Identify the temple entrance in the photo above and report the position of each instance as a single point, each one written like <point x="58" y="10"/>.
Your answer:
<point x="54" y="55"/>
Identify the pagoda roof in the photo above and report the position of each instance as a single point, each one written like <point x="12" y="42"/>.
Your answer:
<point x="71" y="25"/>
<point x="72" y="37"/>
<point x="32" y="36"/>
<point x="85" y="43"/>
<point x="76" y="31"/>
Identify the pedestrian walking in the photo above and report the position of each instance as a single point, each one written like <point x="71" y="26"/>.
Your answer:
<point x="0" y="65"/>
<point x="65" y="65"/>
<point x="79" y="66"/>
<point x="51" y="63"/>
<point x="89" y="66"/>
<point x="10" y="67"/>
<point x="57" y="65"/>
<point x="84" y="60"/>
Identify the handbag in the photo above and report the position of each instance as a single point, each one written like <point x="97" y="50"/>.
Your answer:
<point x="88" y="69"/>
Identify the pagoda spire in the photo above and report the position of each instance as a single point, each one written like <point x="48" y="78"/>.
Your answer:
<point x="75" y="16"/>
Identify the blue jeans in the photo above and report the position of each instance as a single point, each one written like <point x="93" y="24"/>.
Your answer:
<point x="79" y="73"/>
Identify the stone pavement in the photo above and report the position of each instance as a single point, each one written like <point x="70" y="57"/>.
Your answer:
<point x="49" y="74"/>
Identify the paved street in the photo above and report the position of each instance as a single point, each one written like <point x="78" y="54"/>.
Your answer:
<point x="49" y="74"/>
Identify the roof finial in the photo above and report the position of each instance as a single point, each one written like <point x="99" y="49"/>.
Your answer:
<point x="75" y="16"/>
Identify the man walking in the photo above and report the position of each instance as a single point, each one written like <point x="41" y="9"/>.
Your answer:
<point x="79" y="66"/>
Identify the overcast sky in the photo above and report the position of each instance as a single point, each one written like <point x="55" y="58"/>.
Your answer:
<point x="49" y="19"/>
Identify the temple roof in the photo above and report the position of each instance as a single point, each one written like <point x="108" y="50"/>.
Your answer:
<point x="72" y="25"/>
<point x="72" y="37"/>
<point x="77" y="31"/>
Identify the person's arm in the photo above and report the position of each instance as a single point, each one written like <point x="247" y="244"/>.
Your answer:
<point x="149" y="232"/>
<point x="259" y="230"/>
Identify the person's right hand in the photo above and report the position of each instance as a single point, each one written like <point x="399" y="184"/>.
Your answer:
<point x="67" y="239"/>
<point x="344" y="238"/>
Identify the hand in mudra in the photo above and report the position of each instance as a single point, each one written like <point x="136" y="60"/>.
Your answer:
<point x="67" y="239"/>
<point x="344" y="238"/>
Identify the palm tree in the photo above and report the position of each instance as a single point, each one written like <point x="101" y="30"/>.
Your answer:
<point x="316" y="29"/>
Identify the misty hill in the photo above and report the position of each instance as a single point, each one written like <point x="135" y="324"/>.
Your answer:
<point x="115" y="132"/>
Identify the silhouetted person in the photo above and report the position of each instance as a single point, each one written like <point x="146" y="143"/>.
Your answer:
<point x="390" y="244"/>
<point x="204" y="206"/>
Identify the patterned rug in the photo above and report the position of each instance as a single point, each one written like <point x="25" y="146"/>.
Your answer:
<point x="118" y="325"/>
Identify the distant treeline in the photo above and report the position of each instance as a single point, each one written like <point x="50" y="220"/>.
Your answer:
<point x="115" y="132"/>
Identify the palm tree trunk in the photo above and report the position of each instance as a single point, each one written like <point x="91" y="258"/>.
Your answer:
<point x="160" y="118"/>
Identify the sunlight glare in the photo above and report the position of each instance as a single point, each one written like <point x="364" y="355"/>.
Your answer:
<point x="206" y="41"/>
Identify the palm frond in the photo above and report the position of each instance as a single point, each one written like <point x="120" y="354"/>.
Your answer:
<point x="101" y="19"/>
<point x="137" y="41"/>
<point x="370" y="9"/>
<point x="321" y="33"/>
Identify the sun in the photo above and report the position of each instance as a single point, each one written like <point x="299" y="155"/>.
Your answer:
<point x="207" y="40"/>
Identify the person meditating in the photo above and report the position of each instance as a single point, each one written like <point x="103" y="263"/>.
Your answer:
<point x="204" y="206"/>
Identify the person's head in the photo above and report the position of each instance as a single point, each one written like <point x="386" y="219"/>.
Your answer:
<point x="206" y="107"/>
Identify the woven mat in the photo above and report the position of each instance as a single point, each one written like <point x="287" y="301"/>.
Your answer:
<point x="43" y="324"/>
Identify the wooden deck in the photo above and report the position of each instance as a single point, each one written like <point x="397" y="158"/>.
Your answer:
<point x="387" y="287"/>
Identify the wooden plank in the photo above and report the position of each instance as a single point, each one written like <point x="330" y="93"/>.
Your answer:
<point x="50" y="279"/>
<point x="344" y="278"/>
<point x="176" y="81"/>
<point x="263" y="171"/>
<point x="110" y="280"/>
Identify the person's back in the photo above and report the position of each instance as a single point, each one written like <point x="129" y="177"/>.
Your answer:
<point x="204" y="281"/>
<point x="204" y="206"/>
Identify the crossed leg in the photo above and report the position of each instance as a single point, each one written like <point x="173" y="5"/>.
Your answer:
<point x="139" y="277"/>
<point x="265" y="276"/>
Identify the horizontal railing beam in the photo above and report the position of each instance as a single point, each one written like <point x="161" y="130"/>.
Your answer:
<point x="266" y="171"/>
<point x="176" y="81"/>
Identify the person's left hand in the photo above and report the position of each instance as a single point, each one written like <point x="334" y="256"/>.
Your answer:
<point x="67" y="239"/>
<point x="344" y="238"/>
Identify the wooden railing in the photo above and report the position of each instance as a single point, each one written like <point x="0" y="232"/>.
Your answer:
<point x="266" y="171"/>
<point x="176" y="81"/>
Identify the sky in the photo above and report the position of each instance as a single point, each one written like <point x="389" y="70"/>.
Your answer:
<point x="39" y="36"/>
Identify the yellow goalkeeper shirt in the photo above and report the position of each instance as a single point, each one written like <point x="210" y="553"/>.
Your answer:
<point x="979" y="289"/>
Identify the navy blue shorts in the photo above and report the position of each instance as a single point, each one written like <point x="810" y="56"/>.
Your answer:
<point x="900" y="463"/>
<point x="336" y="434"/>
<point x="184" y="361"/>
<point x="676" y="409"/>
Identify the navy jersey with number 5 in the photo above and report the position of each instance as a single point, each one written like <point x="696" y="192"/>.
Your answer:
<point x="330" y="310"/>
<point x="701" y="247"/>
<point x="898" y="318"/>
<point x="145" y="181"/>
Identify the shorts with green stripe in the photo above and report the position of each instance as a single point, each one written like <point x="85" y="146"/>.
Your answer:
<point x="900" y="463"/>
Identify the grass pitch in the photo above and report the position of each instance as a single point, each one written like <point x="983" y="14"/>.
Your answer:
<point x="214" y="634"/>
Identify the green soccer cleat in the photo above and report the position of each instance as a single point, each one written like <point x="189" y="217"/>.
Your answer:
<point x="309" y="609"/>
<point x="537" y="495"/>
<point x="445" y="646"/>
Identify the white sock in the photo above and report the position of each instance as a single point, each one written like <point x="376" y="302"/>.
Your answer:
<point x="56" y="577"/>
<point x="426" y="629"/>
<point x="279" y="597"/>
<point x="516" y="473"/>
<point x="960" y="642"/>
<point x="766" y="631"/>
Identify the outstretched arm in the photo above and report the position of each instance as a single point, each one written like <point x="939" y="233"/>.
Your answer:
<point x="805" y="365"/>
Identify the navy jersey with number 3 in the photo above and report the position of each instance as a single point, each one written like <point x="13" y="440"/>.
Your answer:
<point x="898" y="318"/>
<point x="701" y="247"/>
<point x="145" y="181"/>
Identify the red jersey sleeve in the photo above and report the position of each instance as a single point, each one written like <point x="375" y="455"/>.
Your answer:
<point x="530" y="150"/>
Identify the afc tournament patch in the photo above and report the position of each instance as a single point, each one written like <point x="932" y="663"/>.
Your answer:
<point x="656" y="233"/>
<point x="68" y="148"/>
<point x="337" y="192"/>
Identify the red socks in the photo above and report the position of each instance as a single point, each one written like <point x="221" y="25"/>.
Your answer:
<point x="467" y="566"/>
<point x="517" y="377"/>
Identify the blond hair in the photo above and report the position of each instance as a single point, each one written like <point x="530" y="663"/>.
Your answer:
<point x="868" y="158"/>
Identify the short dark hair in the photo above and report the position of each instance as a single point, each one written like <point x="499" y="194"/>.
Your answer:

## Work required
Look over the data above and show each line that contains "roof".

## Exercise response
Identify the pagoda roof in the photo above and report the position of each instance as a single point, each one written like <point x="12" y="42"/>.
Identify the roof finial in the photo above and report the position of each instance as a single point, each one written like <point x="99" y="49"/>.
Identify the temple roof in the photo above and report the position of each instance as a single point, each one written like <point x="108" y="50"/>.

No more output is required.